** START **
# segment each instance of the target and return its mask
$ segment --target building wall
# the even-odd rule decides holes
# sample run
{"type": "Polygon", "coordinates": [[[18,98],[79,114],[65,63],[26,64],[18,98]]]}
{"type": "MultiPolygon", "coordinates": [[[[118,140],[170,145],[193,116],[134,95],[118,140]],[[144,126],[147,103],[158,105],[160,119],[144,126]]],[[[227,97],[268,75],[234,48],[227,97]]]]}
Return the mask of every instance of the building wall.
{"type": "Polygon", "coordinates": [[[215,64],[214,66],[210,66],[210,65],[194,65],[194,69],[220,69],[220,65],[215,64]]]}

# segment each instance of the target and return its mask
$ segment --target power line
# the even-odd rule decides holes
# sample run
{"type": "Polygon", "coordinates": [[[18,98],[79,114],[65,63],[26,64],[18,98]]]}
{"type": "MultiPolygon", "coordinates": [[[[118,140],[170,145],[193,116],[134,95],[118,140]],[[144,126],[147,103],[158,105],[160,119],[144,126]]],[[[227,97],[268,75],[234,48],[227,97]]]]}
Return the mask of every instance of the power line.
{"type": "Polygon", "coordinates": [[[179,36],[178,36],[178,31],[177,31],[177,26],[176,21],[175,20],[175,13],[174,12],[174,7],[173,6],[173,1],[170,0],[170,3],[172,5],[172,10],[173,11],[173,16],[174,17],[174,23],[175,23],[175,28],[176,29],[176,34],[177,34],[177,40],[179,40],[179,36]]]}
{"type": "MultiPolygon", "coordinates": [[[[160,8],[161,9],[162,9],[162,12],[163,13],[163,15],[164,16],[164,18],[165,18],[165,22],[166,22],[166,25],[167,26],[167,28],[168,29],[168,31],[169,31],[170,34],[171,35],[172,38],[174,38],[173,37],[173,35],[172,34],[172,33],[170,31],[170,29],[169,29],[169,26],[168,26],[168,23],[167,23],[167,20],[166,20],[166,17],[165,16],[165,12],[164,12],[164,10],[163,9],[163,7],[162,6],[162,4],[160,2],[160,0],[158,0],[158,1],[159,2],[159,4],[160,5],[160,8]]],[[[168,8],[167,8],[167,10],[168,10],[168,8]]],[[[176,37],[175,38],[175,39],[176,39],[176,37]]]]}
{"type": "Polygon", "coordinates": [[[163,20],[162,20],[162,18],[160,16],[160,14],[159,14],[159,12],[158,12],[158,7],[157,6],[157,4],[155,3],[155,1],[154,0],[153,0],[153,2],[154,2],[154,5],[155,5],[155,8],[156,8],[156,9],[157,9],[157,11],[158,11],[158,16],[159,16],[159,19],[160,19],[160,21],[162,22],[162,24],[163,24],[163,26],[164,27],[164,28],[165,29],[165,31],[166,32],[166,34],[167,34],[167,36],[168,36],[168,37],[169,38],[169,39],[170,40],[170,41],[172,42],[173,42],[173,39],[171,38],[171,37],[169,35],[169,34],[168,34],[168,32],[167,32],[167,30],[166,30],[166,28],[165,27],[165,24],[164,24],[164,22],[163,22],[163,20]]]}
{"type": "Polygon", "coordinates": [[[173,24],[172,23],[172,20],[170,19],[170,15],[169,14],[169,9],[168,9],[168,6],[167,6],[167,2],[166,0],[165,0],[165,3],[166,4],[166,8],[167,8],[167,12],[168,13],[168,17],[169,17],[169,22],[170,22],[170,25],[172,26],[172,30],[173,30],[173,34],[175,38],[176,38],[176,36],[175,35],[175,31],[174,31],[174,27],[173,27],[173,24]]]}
** END **
* **REQUIREMENTS**
Rewrite all of the items above, replacing "instance" with "occurrence" and leaving everything else unchanged.

* **SOLUTION FOR THIS PROBLEM**
# segment each occurrence of the target and return its mask
$ segment --target building wall
# the even-odd rule decides holes
# sample run
{"type": "Polygon", "coordinates": [[[18,98],[79,114],[65,63],[26,64],[18,98]]]}
{"type": "MultiPolygon", "coordinates": [[[[118,140],[170,145],[193,116],[134,95],[118,140]],[[144,126],[147,103],[158,105],[160,119],[144,126]]],[[[227,97],[268,75],[234,48],[227,97]]]]}
Return the mask of every occurrence of the building wall.
{"type": "Polygon", "coordinates": [[[215,64],[214,66],[210,66],[210,65],[194,65],[194,69],[220,69],[220,65],[215,64]]]}

# segment each occurrence of the target and return its mask
$ segment --target power line
# the even-odd rule decides holes
# sample run
{"type": "Polygon", "coordinates": [[[18,98],[79,114],[65,63],[26,64],[18,98]]]}
{"type": "MultiPolygon", "coordinates": [[[[118,140],[170,145],[193,116],[134,95],[118,140]],[[144,126],[147,103],[158,105],[160,119],[144,126]]],[[[227,97],[268,75],[234,48],[227,97]]]]}
Return the mask of every occurrence of the power line.
{"type": "Polygon", "coordinates": [[[179,36],[178,36],[178,31],[177,31],[177,26],[176,21],[175,20],[175,13],[174,12],[174,7],[173,6],[173,1],[170,0],[170,3],[172,5],[172,10],[173,11],[173,16],[174,17],[174,23],[175,23],[175,28],[176,29],[176,34],[177,34],[177,40],[179,40],[179,36]]]}
{"type": "MultiPolygon", "coordinates": [[[[160,8],[161,9],[162,9],[162,12],[163,13],[163,15],[164,16],[164,18],[165,18],[165,22],[166,22],[166,25],[167,26],[167,28],[168,29],[168,31],[169,31],[170,34],[171,35],[172,38],[174,38],[173,37],[173,35],[172,34],[172,33],[170,31],[170,29],[169,29],[169,26],[168,26],[168,23],[167,23],[167,20],[166,20],[166,17],[165,16],[165,12],[164,12],[164,10],[163,9],[163,7],[162,6],[162,4],[160,2],[160,0],[158,0],[158,1],[159,2],[159,4],[160,5],[160,8]]],[[[168,8],[167,8],[167,10],[168,10],[168,8]]],[[[176,37],[175,38],[175,39],[176,39],[176,37]]]]}
{"type": "Polygon", "coordinates": [[[163,20],[162,20],[162,18],[160,16],[160,14],[159,14],[159,12],[158,12],[158,7],[157,6],[157,4],[155,3],[155,1],[154,0],[153,0],[153,2],[154,2],[154,5],[155,5],[155,8],[156,8],[156,9],[157,9],[157,11],[158,11],[158,16],[159,16],[159,19],[160,19],[160,21],[162,22],[162,24],[163,24],[163,26],[164,27],[164,28],[165,29],[165,31],[166,32],[166,34],[167,34],[167,36],[168,36],[168,37],[169,38],[169,39],[170,40],[170,41],[172,42],[173,42],[173,39],[171,38],[171,37],[169,35],[169,34],[168,34],[168,32],[167,32],[167,30],[166,30],[166,28],[165,27],[165,24],[164,24],[164,22],[163,22],[163,20]]]}
{"type": "Polygon", "coordinates": [[[173,24],[172,23],[172,20],[170,19],[170,15],[169,14],[169,9],[168,9],[168,6],[167,6],[167,2],[166,0],[165,0],[165,3],[166,4],[166,8],[167,8],[167,12],[168,13],[168,17],[169,17],[169,22],[170,22],[170,25],[172,26],[172,30],[173,30],[173,34],[175,38],[176,38],[176,36],[175,35],[175,31],[174,31],[174,27],[173,27],[173,24]]]}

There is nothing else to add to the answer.